- Texto da página -
┌────────
Sua fonte de informação sobre os negócios do Nordeste

Sua fonte de informação sobre os negócios do Nordeste

José Carlos Cavalcanti: A “Estagnação Secular” está ultrapassada ou não (final)?

"Talvez tenhamos entrado em um período de alto crescimento da Produtividade Total dos Fatores – PTF (componente crucial do crescimento econômico) devido a tecnologias como Inteligência Artificial e outras."
José Carlos Cavalcanti
José Carlos Cavalcanti

Por José Carlos Cavalcanti*

O termo “estagnação secular” se refere a um estado de pouco ou nenhum crescimento econômico, ou seja, um ambiente onde a economia está essencialmente estagnada.  No primeiro artigo apontamos para um recente debate sobre “estagnação secular” entre duas feras da Economia contemporânea: o Prof. Olivier Blanchard (Professor de Economia do MIT/EUA, foi economista-chefe do FMI e hoje faz parte do Peterson Institute of International Economics – PIIE) e Prof. Lawrence H. Summers (Professor da Universidade de Harvard/EUA, foi Secretário do Tesouro dos EUA no governo Bill Clinton).

Para o Prof. Blanchard, uma vez que os bancos centrais tenham vencido a atual luta contra a inflação, que eles certamente irão (na opinião dele), “nós iremos muito provavelmente retornar a um ambiente macroeconômico não dramaticamente diferente, pelo menos neste respeito, daquele antes da COVID”; ou seja, retornaremos a um ambiente de baixas taxas de juros tal como vínhamos presenciando desde os anos 1980s. Em outras palavras, continuaremos num estado de “estagnação secular”!
└────────
- Enunciado da tarefa -
Segundo o texto da página, que cargo Lawrence H. Summers ocupou no governo Bill Clinton?

- Dados fornecidos -
┌────────
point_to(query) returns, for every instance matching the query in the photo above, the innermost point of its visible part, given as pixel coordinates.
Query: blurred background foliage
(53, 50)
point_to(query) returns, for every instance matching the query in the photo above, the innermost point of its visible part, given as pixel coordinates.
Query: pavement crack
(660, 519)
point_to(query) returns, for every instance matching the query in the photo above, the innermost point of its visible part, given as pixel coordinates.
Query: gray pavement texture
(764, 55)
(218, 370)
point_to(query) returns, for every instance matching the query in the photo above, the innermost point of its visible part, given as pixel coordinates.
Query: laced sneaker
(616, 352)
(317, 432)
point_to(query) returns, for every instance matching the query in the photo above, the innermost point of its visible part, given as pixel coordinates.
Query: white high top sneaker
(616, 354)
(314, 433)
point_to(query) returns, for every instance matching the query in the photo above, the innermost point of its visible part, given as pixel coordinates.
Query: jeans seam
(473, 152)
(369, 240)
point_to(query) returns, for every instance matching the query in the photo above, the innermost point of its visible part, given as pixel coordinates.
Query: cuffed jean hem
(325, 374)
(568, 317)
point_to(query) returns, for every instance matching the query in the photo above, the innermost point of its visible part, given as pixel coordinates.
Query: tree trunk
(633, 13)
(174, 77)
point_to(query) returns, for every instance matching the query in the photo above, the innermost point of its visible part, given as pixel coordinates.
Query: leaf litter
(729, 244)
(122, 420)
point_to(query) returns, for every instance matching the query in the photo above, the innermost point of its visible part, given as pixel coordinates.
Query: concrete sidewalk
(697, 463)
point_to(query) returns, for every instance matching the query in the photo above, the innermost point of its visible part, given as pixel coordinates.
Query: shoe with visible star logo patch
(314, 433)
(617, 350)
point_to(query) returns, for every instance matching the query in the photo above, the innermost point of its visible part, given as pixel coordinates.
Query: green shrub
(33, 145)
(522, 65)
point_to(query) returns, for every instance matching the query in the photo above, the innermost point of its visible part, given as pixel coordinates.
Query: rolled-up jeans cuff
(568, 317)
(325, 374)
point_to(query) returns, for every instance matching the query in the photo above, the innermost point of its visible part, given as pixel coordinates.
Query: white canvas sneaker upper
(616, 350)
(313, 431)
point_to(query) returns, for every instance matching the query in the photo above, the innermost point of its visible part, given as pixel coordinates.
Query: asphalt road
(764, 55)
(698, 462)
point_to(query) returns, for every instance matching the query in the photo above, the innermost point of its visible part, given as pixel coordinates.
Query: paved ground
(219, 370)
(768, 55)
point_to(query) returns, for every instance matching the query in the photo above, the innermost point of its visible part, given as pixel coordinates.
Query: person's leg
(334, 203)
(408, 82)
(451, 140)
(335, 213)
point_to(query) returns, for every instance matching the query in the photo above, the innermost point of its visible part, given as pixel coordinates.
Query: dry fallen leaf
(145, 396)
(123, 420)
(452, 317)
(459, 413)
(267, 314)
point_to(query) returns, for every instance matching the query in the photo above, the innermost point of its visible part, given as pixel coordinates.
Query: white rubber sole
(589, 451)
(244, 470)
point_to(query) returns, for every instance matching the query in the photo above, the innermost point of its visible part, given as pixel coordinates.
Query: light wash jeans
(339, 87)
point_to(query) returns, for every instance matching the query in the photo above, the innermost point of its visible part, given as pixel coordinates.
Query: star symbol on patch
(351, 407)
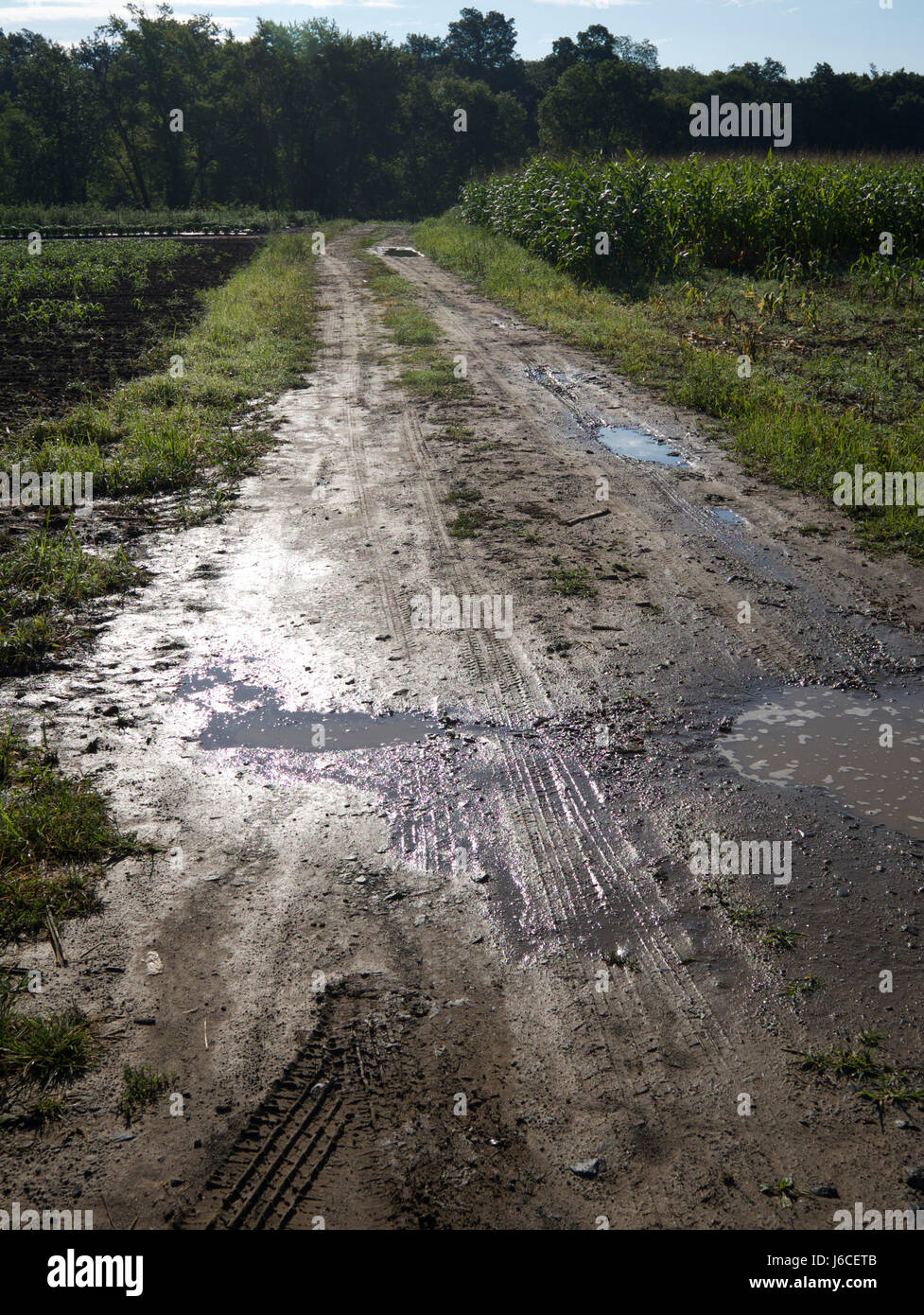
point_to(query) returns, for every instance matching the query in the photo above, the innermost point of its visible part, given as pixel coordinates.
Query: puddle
(727, 516)
(639, 446)
(259, 721)
(394, 252)
(836, 741)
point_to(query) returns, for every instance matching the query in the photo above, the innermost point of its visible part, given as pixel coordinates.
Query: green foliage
(141, 1088)
(738, 213)
(44, 1052)
(53, 832)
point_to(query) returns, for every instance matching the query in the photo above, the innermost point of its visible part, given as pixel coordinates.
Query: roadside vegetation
(38, 1056)
(711, 263)
(876, 1081)
(191, 430)
(95, 219)
(56, 832)
(141, 1089)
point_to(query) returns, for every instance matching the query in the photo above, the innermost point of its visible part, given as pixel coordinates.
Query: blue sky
(705, 33)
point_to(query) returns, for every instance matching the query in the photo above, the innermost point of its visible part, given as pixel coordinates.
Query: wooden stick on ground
(61, 959)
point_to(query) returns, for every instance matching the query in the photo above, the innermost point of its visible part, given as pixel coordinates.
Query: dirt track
(461, 894)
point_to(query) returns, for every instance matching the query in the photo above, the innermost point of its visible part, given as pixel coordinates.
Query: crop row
(732, 213)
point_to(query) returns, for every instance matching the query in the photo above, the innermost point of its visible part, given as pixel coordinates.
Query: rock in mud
(589, 1168)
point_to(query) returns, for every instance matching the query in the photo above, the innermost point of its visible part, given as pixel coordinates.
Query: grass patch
(837, 368)
(573, 583)
(141, 1089)
(40, 1052)
(191, 431)
(877, 1081)
(54, 832)
(782, 1190)
(44, 575)
(805, 987)
(781, 938)
(468, 523)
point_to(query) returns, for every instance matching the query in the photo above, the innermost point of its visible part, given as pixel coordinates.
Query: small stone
(587, 1168)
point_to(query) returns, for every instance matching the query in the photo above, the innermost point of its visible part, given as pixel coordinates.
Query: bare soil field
(46, 367)
(418, 943)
└────────
- Resposta do exercício -
Secretário do Tesouro dos EUA.